**Working data**
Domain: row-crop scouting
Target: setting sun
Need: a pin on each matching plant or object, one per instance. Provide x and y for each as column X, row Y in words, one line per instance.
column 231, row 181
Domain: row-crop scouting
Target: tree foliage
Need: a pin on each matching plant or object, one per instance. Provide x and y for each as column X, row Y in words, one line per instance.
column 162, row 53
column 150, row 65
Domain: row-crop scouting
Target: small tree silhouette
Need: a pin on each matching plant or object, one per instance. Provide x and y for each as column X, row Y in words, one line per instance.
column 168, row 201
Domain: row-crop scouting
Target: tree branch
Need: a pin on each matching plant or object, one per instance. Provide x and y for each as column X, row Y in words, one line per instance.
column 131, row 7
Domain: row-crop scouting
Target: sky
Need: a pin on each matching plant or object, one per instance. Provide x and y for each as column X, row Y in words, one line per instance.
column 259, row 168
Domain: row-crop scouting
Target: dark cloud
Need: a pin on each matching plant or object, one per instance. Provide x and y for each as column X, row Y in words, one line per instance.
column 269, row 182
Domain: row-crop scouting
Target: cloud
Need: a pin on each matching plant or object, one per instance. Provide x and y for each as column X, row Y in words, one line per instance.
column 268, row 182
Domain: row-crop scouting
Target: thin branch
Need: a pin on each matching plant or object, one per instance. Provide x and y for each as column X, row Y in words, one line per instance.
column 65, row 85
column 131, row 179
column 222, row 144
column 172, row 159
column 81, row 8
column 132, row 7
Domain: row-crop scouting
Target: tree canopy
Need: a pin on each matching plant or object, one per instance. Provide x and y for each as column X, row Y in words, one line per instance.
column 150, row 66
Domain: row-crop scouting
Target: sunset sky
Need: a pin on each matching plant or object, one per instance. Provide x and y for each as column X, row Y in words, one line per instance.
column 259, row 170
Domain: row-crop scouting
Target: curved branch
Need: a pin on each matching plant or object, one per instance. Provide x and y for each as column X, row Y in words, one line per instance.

* * *

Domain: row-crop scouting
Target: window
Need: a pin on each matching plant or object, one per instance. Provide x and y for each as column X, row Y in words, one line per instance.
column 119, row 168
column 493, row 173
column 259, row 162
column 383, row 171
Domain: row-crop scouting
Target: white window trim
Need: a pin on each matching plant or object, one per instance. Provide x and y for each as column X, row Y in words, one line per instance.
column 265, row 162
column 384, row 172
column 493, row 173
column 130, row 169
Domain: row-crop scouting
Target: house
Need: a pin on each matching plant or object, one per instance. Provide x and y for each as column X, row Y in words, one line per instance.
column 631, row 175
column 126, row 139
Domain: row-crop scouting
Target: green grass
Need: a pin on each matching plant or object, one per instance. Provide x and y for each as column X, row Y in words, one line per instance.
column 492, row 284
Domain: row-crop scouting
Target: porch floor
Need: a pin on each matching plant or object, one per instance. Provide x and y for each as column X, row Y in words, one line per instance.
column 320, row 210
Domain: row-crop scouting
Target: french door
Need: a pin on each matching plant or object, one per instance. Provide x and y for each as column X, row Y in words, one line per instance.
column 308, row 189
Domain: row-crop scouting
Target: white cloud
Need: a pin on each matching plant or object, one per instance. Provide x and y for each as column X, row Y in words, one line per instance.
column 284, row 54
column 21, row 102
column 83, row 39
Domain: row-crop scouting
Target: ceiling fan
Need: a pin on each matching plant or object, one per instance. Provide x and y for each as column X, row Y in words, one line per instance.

**Requirement**
Which lines in the items above contain the word "branch"? Gather each of them, treating uppercase and lowercase as different.

**The reply**
Target: tree branch
Target: thin branch
Target: curved branch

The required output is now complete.